* START Dataset extract *

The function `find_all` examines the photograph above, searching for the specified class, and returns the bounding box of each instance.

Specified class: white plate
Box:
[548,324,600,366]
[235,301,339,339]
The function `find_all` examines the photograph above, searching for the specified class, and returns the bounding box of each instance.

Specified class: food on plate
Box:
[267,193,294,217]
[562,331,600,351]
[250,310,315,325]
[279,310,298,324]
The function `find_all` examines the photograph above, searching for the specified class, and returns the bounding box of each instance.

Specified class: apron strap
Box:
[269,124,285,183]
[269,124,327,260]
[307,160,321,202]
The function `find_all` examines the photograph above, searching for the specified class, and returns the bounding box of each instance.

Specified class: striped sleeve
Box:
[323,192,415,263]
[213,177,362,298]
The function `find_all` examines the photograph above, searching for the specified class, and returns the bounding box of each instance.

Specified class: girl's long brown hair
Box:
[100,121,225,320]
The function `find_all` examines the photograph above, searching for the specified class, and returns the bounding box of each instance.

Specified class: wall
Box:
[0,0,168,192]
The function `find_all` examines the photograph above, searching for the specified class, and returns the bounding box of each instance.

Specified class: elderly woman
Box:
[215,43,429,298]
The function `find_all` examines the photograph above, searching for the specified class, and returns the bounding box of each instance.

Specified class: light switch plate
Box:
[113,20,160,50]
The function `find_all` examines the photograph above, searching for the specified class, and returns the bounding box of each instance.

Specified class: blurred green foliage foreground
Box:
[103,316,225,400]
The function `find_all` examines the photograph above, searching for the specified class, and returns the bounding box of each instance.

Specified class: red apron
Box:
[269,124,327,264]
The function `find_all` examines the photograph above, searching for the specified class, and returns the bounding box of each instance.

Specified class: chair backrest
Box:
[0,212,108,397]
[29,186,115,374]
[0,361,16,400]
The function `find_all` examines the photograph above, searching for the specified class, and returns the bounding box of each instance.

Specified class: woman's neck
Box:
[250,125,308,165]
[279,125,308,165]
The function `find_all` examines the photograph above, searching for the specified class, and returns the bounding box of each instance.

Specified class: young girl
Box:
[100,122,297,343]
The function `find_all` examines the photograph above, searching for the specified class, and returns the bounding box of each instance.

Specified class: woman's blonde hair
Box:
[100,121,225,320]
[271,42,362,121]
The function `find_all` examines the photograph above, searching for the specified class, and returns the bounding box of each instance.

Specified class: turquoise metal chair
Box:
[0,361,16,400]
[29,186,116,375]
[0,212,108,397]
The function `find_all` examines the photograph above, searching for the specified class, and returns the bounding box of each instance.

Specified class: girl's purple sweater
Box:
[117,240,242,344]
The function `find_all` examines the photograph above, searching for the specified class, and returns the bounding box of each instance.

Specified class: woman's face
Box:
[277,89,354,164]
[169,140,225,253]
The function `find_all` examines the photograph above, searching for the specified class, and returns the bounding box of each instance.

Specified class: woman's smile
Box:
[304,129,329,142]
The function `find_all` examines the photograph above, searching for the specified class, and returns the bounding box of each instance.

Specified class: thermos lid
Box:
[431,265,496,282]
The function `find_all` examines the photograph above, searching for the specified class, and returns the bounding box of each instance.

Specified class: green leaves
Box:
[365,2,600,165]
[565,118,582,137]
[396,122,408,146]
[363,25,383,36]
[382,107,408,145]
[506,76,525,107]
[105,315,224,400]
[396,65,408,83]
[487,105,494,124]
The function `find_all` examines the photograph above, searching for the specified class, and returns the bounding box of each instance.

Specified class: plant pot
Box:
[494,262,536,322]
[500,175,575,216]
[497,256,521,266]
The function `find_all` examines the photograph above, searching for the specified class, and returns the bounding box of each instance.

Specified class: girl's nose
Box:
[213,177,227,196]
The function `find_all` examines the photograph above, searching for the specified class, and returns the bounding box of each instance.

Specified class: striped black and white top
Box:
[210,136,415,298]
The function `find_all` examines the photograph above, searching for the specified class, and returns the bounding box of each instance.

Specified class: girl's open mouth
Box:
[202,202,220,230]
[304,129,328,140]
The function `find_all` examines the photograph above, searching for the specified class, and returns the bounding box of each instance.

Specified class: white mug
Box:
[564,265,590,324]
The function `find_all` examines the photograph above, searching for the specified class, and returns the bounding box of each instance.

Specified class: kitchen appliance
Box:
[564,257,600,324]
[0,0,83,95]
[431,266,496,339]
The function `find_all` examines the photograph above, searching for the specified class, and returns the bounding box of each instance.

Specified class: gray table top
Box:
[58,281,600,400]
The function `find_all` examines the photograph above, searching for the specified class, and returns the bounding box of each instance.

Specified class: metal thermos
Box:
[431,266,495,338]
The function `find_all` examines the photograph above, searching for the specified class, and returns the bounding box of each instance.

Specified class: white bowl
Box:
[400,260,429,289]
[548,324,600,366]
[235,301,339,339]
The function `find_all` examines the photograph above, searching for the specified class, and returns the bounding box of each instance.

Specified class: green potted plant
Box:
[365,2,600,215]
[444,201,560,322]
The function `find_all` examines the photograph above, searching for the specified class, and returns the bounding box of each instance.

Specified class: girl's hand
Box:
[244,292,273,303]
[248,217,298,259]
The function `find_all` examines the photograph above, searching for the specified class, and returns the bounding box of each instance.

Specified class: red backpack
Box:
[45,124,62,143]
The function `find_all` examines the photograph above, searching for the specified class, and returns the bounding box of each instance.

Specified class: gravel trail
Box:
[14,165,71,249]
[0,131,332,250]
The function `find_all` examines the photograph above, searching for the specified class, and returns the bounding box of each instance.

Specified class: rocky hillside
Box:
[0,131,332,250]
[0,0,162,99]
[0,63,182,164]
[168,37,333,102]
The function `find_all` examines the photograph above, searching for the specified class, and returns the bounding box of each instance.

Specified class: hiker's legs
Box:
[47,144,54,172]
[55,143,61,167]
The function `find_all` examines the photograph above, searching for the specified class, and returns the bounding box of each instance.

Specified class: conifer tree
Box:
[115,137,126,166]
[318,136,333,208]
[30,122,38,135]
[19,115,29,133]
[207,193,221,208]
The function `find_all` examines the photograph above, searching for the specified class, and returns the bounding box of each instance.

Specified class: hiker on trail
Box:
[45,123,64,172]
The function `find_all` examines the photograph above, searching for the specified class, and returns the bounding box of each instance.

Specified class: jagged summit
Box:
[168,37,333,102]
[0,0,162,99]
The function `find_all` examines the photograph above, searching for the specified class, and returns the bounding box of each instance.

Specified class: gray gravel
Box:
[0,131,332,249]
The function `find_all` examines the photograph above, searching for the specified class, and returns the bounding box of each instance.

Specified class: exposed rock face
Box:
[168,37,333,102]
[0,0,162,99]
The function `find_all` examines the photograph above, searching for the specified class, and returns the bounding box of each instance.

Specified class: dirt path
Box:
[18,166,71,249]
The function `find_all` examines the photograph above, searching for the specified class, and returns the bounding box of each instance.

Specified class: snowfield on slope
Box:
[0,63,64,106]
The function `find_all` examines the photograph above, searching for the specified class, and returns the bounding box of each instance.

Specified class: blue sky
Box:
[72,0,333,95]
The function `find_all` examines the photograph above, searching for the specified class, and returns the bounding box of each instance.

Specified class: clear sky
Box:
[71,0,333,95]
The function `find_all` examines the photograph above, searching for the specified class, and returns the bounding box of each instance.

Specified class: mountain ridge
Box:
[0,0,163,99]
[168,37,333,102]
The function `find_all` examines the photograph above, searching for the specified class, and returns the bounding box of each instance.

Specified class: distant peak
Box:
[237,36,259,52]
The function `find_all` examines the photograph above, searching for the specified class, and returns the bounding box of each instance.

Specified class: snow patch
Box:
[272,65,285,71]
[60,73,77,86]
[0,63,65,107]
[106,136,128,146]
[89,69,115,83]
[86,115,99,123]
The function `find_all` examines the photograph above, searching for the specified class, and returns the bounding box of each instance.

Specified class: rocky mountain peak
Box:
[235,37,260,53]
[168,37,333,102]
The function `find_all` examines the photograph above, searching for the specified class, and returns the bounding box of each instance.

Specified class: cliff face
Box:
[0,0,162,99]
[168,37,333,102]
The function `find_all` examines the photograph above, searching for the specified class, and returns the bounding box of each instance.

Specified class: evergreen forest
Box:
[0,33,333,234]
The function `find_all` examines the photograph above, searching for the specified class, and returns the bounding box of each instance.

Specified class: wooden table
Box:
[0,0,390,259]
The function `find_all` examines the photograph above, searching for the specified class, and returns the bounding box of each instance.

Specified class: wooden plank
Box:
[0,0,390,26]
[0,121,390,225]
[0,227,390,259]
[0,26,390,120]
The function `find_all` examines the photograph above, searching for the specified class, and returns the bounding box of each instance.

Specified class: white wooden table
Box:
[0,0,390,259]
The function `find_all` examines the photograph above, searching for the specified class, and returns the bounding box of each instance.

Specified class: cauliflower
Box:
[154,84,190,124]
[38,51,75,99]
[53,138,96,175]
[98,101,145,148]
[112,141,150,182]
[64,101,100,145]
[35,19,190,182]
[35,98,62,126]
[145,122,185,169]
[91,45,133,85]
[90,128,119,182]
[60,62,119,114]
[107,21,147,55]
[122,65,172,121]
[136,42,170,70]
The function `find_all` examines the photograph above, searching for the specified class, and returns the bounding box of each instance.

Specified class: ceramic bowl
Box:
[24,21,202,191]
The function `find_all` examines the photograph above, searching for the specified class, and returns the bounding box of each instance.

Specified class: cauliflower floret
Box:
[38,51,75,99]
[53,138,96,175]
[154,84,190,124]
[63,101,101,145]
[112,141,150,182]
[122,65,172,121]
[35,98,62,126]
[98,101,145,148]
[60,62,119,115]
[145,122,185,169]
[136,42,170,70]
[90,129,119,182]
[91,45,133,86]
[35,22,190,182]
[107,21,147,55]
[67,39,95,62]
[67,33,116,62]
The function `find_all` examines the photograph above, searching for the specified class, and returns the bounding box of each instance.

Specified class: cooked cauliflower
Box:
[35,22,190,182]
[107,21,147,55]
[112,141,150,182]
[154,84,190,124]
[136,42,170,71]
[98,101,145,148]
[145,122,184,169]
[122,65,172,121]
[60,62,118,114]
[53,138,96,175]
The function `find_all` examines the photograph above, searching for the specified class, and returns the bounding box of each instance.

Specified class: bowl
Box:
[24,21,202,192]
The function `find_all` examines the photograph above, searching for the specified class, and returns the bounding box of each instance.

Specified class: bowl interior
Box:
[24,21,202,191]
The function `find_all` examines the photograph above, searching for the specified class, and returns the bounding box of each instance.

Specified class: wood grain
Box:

* END Dataset extract *

• What to work on
Render the listing above, from its first line through the line containing "[213,177,362,298]", as a Markdown table with the columns Row and Content. Number each row and omit blank lines.

• Answer for the task
| Row | Content |
|---|---|
| 1 | The function `find_all` examines the photograph above, searching for the specified class, and returns the bounding box of each instance. |
| 2 | Specified class: white plate |
| 3 | Box: |
| 4 | [548,324,600,366] |
| 5 | [235,301,339,339] |
| 6 | The function `find_all` examines the photograph above, searching for the specified class, and returns the bounding box of each instance. |
| 7 | Specified class: food on plate |
| 8 | Box: |
| 9 | [267,193,294,217] |
| 10 | [562,331,600,351] |
| 11 | [250,310,315,325] |
| 12 | [279,310,298,324] |
| 13 | The function `find_all` examines the photograph above, searching for the specified class, and returns the bounding box of each instance. |
| 14 | Specified class: apron strap |
| 15 | Box: |
| 16 | [269,124,285,183] |
| 17 | [269,124,327,260] |
| 18 | [307,160,321,202] |
| 19 | The function `find_all` examines the photograph above, searching for the specified class, and returns the bounding box of each instance. |
| 20 | Specified class: striped sleeve |
| 21 | Box: |
| 22 | [323,192,415,263] |
| 23 | [213,177,362,298] |